Text block
From PSI's point of view, however, T3 is probably the best partner available - with a track record of selling and supporting FLEX-ES and also considerable experience in getting software pricing out of IBM - no trivial undertaking.
T3 Technologies' business partners - such as SVA in Germany - have been serving the low end while IBM has been neglecting it. IBM has not produced a new low-end mainframe for well over a decade, and FLEX-ES provided a number of customers with the opportunity to move to current IBM technology. These opportunities provide little hardware margin, but the services and software drags make remaining in the mainframe market viable for many partners.
[As of December 2007 all trace of T3 and emulation solutions has gone from SVA's web site.]
A 75 MIPS machine such as PSI's P5210, however, is entering a different space. IBM is very actively selling z890 submodels positioned at 27, 50 and 72 MIPS. PSI's assertion that there is no competition in this space is very, very far from the truth.

Stated task 1
Could you copy these entries verbatim, starting at the line that contains "the airplane window" and stopping after the last line of the entries?

Provided information
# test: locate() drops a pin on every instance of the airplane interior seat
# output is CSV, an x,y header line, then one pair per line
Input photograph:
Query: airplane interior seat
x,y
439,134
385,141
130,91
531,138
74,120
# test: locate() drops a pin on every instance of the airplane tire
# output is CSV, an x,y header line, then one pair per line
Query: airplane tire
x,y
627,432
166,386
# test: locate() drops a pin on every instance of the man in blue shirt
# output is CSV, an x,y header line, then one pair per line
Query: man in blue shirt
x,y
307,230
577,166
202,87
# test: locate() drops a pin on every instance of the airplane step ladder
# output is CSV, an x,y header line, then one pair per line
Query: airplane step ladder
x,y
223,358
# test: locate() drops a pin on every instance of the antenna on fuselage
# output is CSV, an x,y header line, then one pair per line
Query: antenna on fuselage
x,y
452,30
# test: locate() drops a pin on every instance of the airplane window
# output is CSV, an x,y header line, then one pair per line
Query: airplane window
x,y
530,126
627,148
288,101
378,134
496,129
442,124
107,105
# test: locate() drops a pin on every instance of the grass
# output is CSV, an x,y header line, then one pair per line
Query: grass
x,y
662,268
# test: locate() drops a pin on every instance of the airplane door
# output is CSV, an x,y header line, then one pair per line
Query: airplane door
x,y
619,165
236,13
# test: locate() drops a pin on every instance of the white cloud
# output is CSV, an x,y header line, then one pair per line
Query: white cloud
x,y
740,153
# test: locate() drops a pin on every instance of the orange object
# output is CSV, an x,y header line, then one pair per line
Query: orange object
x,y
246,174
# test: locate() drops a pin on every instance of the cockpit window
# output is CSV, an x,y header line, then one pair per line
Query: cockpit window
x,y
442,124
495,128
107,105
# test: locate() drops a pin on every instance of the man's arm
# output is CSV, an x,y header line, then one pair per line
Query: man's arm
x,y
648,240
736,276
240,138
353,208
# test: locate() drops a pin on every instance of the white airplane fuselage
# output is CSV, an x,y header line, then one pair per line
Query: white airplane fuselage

Stated task 2
Answer these questions from the passage on PSI and T3:
(a) Which T3 Technologies business partner in Germany does it name?
(b) At what MIPS levels are the z890 submodels IBM is selling positioned?
(c) How long has it been since IBM produced a new low-end mainframe?

Written response 1
# test: locate() drops a pin on every instance of the airplane window
# output is CSV, an x,y header line, then one pair per line
Query: airplane window
x,y
530,126
627,148
288,101
378,134
496,129
442,124
107,105
# test: locate() drops a pin on every instance of the grass
# output is CSV, an x,y header line, then one pair per line
Query: grass
x,y
662,268
# test: locate() drops a pin on every instance of the airplane door
# output is CSV, an x,y header line, then one pair per line
Query: airplane door
x,y
619,165
236,13
# test: locate() drops a pin on every instance of the white cloud
# output is CSV, an x,y header line, then one pair per line
Query: white cloud
x,y
740,153
# test: locate() drops a pin on every instance of the orange object
# output is CSV, an x,y header line, then one pair per line
Query: orange object
x,y
246,174
# test: locate() drops a pin on every instance of the cockpit window
# output is CSV, an x,y header line, then one pair per line
Query: cockpit window
x,y
442,124
495,128
107,105
# test: locate() drops a pin on every instance of the man's arm
# output is CSV, an x,y header line, then one pair per line
Query: man's arm
x,y
648,240
736,276
240,138
353,208
# test: locate() drops a pin on every instance of the white airplane fuselage
# output is CSV, an x,y header line, then one pair per line
Query: white airplane fuselage

Written response 2
(a) SVA
(b) 27, 50 and 72 MIPS
(c) Well over a decade